LLaMA¶

LLaMA (Large Language Model Meta AI) is Meta's family of open-weight language models, known for strong performance and extensive community support.

Overview¶

Property	Value
Architecture	Decoder-only Transformer
Parameters	7B, 13B, 30B, 65B (v1), 7B-70B (v2/v3)
Context Length	2K-4K (v1/v2), up to 128K (v3)
Attention	Multi-head (v1), Grouped Query (v2+)
Position Encoding	RoPE (Rotary Position Embedding)
Activation	SwiGLU
Normalization	RMSNorm

Quick Start¶

use unillm::models_v2::llama::{LlamaModelV2, LlamaConfig};
use unillm::weight_loader_core::WeightLoader;
use unillm::{Model, GenerationConfig};

// Load model
let weights = WeightLoader::from_gguf("llama-7b.gguf")?;
let config = LlamaConfig::from_gguf_metadata(weights.metadata())?;
let model = LlamaModelV2::from_weights(config, weights)?;

// Generate
let response = model.generate(
    "Explain quantum computing:",
    &GenerationConfig::default(),
)?;
println!("{}", response);

Configuration¶

model_config!(LlamaConfig {
    vocab_size: usize = 32000,
    hidden_size: usize = 4096,
    intermediate_size: usize = 11008,
    num_hidden_layers: usize = 32,
    num_attention_heads: usize = 32,
    num_key_value_heads: usize = 32,
    max_position_embeddings: usize = 2048,
    rope_theta: f32 = 10000.0,
    rope_scaling: Option<String> = None,
    rms_norm_eps: f32 = 1e-6,
    pad_token_id: i64 = 0,
    bos_token_id: i64 = 1,
    eos_token_id: i64 = 2,
});

Model Sizes¶

Variant	hidden_size	num_layers	num_heads	kv_heads
LLaMA 7B	4096	32	32	32
LLaMA 13B	5120	40	40	40
LLaMA 2 7B	4096	32	32	32
LLaMA 2 13B	5120	40	40	40
LLaMA 2 70B	8192	80	64	8
LLaMA 3 8B	4096	32	32	8
LLaMA 3 70B	8192	80	64	8

Features¶

Grouped Query Attention (GQA)¶

LLaMA 2 70B and LLaMA 3 use GQA for memory efficiency:

// GQA configuration
let config = LlamaConfig {
    num_attention_heads: 64,    // Query heads
    num_key_value_heads: 8,     // KV heads (8:1 ratio)

========================================================================

Copy the passage of the LLaMA page starting with "LLaMA (Large Language" and going on through "(v1), 7B-70B (v2/v3)", switching "open-weight" to "publicly released" wherever it occurs.

Records from a point labeling set
========================================================================

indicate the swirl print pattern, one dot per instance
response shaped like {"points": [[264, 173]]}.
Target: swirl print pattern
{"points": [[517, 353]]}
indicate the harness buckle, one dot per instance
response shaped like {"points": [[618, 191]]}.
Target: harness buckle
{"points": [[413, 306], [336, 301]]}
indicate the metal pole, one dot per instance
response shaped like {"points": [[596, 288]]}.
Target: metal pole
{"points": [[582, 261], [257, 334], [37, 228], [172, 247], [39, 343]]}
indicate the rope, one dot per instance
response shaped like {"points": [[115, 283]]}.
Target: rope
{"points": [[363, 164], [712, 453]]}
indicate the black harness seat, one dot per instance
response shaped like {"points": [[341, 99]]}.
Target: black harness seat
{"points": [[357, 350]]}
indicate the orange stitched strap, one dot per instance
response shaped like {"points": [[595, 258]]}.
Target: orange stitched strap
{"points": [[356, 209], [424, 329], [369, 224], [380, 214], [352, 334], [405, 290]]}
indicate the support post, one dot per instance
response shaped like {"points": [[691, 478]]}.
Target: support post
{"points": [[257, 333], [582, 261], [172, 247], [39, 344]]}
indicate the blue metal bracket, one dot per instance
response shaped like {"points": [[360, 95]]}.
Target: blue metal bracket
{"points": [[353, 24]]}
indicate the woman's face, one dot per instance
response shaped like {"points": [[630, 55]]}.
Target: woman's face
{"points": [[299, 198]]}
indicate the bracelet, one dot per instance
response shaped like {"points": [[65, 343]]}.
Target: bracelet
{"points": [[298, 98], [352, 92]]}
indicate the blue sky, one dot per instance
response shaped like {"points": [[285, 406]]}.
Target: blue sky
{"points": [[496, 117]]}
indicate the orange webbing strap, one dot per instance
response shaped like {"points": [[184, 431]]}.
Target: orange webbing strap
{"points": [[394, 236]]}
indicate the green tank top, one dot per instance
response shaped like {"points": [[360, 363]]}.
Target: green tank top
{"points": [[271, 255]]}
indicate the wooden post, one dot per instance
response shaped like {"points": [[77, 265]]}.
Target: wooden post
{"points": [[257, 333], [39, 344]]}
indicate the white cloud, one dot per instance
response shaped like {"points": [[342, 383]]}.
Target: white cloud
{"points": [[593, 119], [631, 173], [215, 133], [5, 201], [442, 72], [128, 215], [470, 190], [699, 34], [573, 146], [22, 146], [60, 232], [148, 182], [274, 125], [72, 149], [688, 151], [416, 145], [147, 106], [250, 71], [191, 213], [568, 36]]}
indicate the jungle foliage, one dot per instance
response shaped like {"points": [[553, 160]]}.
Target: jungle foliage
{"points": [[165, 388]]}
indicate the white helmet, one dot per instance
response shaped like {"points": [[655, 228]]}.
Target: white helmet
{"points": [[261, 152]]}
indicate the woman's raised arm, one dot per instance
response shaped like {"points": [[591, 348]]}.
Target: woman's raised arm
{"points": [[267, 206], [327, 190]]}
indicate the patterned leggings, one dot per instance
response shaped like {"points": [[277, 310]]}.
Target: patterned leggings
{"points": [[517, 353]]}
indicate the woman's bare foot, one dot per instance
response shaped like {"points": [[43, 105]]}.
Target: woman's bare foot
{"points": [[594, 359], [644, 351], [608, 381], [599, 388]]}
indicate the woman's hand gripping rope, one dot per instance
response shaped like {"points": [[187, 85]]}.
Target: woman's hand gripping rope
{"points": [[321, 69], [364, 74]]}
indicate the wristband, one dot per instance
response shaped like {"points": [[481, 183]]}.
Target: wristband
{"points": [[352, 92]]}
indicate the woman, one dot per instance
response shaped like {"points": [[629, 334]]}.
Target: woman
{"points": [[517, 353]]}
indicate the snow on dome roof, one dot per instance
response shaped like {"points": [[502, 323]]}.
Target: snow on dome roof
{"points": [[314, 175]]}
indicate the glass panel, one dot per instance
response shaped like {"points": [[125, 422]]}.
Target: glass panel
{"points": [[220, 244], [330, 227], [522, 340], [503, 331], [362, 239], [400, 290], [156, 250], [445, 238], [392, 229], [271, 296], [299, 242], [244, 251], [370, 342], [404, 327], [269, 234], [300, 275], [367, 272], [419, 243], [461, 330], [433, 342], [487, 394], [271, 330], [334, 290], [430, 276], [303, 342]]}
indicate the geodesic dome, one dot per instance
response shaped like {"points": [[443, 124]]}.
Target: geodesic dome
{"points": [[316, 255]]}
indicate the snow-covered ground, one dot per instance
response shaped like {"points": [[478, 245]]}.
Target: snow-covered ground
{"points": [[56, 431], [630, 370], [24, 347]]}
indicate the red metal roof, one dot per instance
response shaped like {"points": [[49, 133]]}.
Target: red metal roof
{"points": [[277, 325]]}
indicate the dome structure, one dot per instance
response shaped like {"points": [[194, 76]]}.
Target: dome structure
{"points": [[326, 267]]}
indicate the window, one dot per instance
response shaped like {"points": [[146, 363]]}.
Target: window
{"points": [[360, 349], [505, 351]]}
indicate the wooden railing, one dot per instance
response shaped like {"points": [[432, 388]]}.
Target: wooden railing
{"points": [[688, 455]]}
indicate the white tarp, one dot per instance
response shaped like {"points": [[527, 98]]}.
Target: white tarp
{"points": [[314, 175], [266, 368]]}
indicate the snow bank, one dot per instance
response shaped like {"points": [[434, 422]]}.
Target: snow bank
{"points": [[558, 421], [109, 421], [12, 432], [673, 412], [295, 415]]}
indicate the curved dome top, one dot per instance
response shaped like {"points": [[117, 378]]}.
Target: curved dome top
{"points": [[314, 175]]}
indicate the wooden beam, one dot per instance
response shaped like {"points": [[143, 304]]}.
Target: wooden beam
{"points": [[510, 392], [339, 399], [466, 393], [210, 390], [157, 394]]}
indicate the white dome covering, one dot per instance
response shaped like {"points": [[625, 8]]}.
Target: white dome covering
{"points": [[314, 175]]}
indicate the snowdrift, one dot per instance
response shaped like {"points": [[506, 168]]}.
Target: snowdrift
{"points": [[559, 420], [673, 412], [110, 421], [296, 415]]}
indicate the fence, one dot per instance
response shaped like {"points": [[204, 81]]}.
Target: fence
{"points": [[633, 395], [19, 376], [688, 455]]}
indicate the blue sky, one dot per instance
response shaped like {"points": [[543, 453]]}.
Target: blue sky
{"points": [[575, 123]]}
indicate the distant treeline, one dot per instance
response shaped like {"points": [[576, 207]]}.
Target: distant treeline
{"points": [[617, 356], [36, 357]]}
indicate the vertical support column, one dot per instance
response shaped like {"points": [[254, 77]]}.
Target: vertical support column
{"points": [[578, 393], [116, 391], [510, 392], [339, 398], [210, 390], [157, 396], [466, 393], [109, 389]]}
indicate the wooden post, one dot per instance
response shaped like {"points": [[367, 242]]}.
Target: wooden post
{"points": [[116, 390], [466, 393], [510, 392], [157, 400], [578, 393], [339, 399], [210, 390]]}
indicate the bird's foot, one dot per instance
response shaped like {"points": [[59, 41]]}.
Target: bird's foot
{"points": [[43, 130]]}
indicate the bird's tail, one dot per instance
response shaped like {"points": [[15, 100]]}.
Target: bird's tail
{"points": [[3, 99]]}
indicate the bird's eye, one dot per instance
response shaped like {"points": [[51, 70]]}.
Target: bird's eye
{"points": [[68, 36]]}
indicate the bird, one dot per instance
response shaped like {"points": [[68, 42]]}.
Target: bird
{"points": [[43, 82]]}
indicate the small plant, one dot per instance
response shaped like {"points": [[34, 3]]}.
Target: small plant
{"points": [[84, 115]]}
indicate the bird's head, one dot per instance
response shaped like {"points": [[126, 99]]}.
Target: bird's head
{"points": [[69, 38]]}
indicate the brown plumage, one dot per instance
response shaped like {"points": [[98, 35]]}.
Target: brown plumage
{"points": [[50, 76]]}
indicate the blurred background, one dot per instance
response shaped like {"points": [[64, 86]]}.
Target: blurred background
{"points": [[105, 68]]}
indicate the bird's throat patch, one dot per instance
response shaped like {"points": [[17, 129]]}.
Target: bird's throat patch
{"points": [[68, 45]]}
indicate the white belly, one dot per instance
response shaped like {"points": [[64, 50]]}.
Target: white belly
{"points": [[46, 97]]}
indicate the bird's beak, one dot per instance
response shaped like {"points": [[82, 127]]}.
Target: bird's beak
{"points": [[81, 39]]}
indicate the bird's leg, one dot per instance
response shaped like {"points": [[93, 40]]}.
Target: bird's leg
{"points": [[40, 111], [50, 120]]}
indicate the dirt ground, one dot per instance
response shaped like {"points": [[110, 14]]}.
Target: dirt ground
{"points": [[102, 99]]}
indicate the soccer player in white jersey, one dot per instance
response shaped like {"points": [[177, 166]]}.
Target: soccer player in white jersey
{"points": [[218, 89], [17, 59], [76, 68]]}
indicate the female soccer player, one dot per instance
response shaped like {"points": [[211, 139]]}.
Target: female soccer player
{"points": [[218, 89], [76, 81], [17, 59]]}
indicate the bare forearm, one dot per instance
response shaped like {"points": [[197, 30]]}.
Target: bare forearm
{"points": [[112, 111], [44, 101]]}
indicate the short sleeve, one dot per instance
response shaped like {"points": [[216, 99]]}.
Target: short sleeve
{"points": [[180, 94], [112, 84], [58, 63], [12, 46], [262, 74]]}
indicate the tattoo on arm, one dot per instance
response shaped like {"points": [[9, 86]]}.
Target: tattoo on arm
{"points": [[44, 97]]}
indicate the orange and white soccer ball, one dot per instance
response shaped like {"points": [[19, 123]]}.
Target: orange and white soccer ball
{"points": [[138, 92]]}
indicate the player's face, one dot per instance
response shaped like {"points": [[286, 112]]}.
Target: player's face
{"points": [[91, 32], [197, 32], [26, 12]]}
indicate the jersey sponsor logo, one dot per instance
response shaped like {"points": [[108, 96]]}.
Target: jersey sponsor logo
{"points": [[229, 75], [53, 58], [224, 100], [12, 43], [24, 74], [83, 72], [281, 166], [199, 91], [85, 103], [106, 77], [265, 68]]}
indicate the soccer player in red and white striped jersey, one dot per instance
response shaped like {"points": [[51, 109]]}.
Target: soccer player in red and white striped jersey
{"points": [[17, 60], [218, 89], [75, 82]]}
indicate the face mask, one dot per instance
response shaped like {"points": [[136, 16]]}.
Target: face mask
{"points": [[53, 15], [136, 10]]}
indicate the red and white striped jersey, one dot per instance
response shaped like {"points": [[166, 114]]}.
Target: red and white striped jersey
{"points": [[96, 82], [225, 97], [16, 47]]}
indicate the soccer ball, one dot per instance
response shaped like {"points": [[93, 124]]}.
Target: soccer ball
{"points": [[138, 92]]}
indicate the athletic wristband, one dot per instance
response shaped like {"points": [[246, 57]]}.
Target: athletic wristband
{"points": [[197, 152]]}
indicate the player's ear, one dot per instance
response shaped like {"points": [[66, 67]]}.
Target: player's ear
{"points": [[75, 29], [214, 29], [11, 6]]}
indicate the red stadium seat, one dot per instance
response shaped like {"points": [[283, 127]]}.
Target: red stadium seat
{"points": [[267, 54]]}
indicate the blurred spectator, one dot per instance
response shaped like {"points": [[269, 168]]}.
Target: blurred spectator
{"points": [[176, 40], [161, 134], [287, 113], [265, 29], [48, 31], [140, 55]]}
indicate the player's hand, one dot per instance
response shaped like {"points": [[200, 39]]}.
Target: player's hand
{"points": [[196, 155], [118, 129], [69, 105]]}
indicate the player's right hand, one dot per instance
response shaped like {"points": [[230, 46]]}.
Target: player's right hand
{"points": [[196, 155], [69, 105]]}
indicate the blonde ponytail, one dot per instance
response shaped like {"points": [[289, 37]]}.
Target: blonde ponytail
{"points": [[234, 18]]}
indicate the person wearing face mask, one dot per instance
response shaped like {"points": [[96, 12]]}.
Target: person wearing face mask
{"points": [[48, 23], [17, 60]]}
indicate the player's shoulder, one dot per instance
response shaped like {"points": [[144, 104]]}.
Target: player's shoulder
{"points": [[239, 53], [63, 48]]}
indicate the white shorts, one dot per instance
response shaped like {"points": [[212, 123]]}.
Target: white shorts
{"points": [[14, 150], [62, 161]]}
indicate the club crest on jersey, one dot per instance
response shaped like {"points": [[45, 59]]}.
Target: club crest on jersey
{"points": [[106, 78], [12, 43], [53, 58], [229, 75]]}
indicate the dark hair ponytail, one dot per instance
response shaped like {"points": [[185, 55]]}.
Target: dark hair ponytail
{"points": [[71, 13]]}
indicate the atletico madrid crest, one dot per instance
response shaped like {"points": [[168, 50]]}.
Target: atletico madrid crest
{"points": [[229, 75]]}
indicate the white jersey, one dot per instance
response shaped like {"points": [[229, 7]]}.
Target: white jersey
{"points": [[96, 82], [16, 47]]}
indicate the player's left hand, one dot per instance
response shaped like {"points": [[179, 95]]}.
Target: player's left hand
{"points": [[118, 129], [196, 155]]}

========================================================================

**Answer for this exercise:**
LLaMA (Large Language Model Meta AI) is Meta's family of publicly released language models, known for strong performance and extensive community support.

Overview¶

Property	Value
Architecture	Decoder-only Transformer
Parameters	7B, 13B, 30B, 65B (v1), 7B-70B (v2/v3)